> The data
=== Section Start ===

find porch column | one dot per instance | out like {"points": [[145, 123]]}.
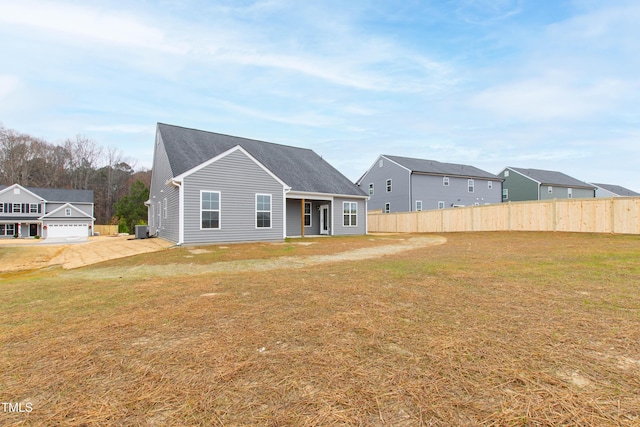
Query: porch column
{"points": [[302, 217]]}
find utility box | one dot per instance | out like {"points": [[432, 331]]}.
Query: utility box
{"points": [[142, 231]]}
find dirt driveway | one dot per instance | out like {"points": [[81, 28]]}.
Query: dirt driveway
{"points": [[31, 254]]}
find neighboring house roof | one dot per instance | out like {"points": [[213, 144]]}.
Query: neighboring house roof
{"points": [[60, 195], [438, 168], [552, 178], [300, 168], [617, 189]]}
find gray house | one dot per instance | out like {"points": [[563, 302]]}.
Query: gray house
{"points": [[403, 184], [609, 190], [50, 213], [536, 184], [208, 187]]}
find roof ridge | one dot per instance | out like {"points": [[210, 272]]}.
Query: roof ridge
{"points": [[235, 136]]}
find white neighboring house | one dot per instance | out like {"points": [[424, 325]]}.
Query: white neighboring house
{"points": [[609, 190], [49, 213]]}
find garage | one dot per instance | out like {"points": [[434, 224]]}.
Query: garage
{"points": [[67, 230]]}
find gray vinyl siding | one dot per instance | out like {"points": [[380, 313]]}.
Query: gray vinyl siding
{"points": [[294, 218], [238, 179], [84, 207], [430, 190], [563, 193], [339, 229], [520, 187], [169, 227], [398, 198], [22, 198]]}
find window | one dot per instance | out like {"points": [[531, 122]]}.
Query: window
{"points": [[209, 210], [307, 214], [263, 210], [350, 214], [7, 229]]}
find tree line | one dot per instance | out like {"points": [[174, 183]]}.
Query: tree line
{"points": [[78, 163]]}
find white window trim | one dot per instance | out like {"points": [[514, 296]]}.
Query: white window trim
{"points": [[350, 214], [310, 214], [219, 210], [270, 212]]}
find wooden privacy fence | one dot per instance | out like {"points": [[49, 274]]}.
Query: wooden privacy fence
{"points": [[612, 215], [106, 230]]}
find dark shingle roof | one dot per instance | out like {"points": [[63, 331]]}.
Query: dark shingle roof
{"points": [[300, 168], [438, 168], [552, 178], [619, 190], [60, 194]]}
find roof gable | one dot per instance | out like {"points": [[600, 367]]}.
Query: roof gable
{"points": [[55, 213], [552, 178], [299, 168], [438, 168], [617, 189]]}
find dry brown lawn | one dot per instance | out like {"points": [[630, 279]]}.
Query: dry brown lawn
{"points": [[493, 329]]}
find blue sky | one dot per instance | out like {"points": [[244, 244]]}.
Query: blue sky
{"points": [[491, 83]]}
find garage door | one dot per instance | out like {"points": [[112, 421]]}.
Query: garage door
{"points": [[67, 231]]}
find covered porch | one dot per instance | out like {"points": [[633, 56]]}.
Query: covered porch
{"points": [[308, 216]]}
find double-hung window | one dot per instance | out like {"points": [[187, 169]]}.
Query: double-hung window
{"points": [[350, 214], [209, 210], [263, 210]]}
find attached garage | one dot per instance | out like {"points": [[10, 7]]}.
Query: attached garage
{"points": [[67, 231]]}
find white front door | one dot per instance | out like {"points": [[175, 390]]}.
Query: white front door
{"points": [[324, 219]]}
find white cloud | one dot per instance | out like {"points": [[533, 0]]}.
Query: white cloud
{"points": [[89, 24]]}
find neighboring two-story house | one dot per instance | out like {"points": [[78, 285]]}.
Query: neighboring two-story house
{"points": [[208, 187], [536, 184], [403, 184], [49, 213]]}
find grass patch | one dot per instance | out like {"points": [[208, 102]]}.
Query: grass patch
{"points": [[487, 329]]}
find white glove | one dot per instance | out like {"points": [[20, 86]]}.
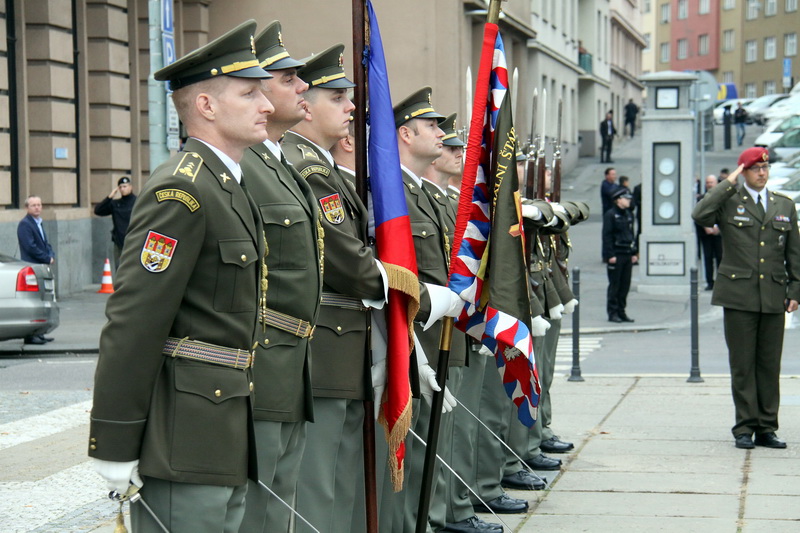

=== Section End ===

> Description of the task
The required answer is the material repeated exactly, with no images in it.

> Exercise answer
find porch column | one dot per instance | out like {"points": [[145, 123]]}.
Query: porch column
{"points": [[302, 217]]}
find utility box | one dot per instance | out like {"points": [[432, 331]]}.
Query: utility box
{"points": [[142, 231]]}
find dirt driveway | one dot per instance | out like {"points": [[81, 28]]}.
Query: dirt driveway
{"points": [[31, 254]]}
find neighboring house roof | one dot per instance | out like {"points": [[213, 144]]}.
Query: neighboring house roof
{"points": [[60, 195], [438, 168], [552, 178], [300, 168], [617, 189]]}
find gray house | one dot per instance | out like {"points": [[563, 302]]}.
Query: gray house
{"points": [[403, 184], [609, 190], [50, 213], [536, 184], [208, 187]]}
find roof ridge | one dot per instance | out like {"points": [[210, 272]]}.
Query: roof ridge
{"points": [[235, 136]]}
find white neighboring house | one dot per instance | out like {"points": [[424, 325]]}.
Query: white neighboring house
{"points": [[609, 190], [49, 213]]}
find garage | one dot per instance | out like {"points": [[434, 224]]}.
Query: garage
{"points": [[67, 230]]}
find gray vinyl siding | one dot per instance | out like {"points": [[380, 313]]}.
Query: gray vinyl siding
{"points": [[294, 218], [238, 179], [84, 207], [430, 190], [563, 193], [339, 229], [520, 187], [169, 227], [398, 198], [22, 198]]}
find window | one dot per instance | out like {"points": [[531, 122]]}.
Query: window
{"points": [[209, 210], [307, 214], [263, 210], [350, 214], [7, 229]]}
find tree line | one dot per instance | out like {"points": [[174, 183]]}.
Query: tree line
{"points": [[78, 163]]}
find white window trim | one dot per instance | out like {"points": [[514, 296]]}.
Query: white window trim
{"points": [[350, 214], [310, 214], [219, 210], [270, 212]]}
find wooden privacy fence | one dot per instance | out like {"points": [[49, 274]]}.
Query: wooden privacy fence
{"points": [[612, 215], [106, 230]]}
find dark shingle roof | one dot per instance | out like {"points": [[63, 331]]}.
Query: dark shingle roof
{"points": [[300, 168], [438, 168], [552, 178], [619, 190], [60, 194]]}
find roof gable | one dot per instance | out like {"points": [[600, 367]]}.
Query: roof gable
{"points": [[55, 213], [552, 178], [299, 168], [438, 168], [617, 189]]}
find dry brown lawn | one dot per instance | out like {"points": [[630, 279]]}.
Query: dry brown lawn
{"points": [[493, 329]]}
find blue sky | one dot per instance | out like {"points": [[244, 244]]}.
Query: blue sky
{"points": [[491, 83]]}
find garage door | one dot per instance | out like {"points": [[112, 421]]}.
Query: garage door
{"points": [[67, 231]]}
find covered porch | one dot per instance | out like {"points": [[633, 56]]}.
Query: covered porch
{"points": [[308, 216]]}
find double-hung window | one dot per instance | out like {"points": [[187, 169]]}.
Query: double-hung window
{"points": [[350, 214], [209, 210], [263, 210]]}
find attached garage | one dot per instance | out like {"points": [[10, 7]]}.
Query: attached garage
{"points": [[67, 231]]}
find white front door | one dot per instance | out like {"points": [[175, 390]]}.
Query: white front door
{"points": [[324, 219]]}
find white cloud | one dot per instance | out like {"points": [[533, 0]]}.
Query: white cloud
{"points": [[89, 24]]}
find neighboring two-story house | one dot per instance | out like {"points": [[78, 285]]}.
Query: neighboring two-story house
{"points": [[208, 187], [536, 184], [403, 184], [49, 213]]}
find grass patch | one dot per instance | out like {"points": [[208, 102]]}.
Query: grass patch
{"points": [[487, 329]]}
find white glove | one dot per instance | out like {"points": [[20, 86]]}.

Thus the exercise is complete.